● Requirements
(1) In the soccer forum thread, what did Japan lack in the beginning?
(2) Lay out the source data records as a two-column CSV with the columns "instruction" and "points", one row for each item in the records, holding its text and its answer. Put each value in one quoted field and turn line breaks into spaces.

● Extract to read
We shouldn't even be having this conversation. He and his family and their story are a total anomaly. 100%.   The kid has a gift, that's clear, that's great for him his family and for the US in general, but  don't even attempt to compare normal families with this. It's unfair.


----------



## Wez (Jun 10, 2017)

uburoi said:


> We shouldn't even be having this conversation. He and his family and their story are a total anomaly. 100%.   The kid has a gift, that's clear, that's great for him his family and for the US in general, but  don't even attempt to compare normal families with this. It's unfair.


Not sure I agree.


----------



## uburoi (Jun 10, 2017)

Travel to Europe, parents both been through  success and failure 100 times over, understanding of the commitment. It's an anomaly. It's great, but even for us of those who are serious, it's unrealistic. I'm not saying we can't learn from the blueprint, as far as letting the kids have fun, and not worry too much about what they eat when they eat what they do every day 24 /7. But overall this is not normal. 99% of us take the blueprint with a grain of salt.


----------



## JJP (Jun 10, 2017)

xav10 said:


> I would think El Clasico is making 2 points: 1. You're not going to develop to international caliber via the USSDA and 2. Enough people recognize that fact now so if your kid is good enough, an agent or other rep on behalf of a club from outside the US will invite the kid to work with an overseas academy. I would agree with those points, if my interpretation is correct.


I can't say you guys are wrong.

I'm just going to say that it's a much different experience to nurturing soccer talent in the US vs. Europe.  I think the USSDA is taking the right steps to improve the level of soccer in the US, and build out the soccer culture in the US.  But it's going to take a long time.

I read in the women's u23/u20/u17 World Cup thread how the Japanese girls were so much more technical and superior in short, precise, whole-team ball movement and passing.  That didn't happen overnite, it's taken decades of work.  In the beginning Japan just didn't have enough qualified coaches and instructors.

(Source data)
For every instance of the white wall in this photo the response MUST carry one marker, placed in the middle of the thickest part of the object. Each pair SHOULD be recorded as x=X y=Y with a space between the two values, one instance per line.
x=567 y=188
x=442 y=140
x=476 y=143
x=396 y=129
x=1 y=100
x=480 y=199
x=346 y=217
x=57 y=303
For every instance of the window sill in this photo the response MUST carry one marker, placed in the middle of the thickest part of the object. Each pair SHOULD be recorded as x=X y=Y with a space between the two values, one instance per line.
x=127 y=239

● Exercise answers
(1) Japan didn't have enough qualified coaches and instructors.

(2)
instruction,points
"For every instance of the white wall in this photo the response MUST carry one marker, placed in the middle of the thickest part of the object. Each pair SHOULD be recorded as x=X y=Y with a space between the two values, one instance per line.","x=567 y=188 x=442 y=140 x=476 y=143 x=396 y=129 x=1 y=100 x=480 y=199 x=346 y=217 x=57 y=303"
"For every instance of the window sill in this photo the response MUST carry one marker, placed in the middle of the thickest part of the object. Each pair SHOULD be recorded as x=X y=Y with a space between the two values, one instance per line.","x=127 y=239"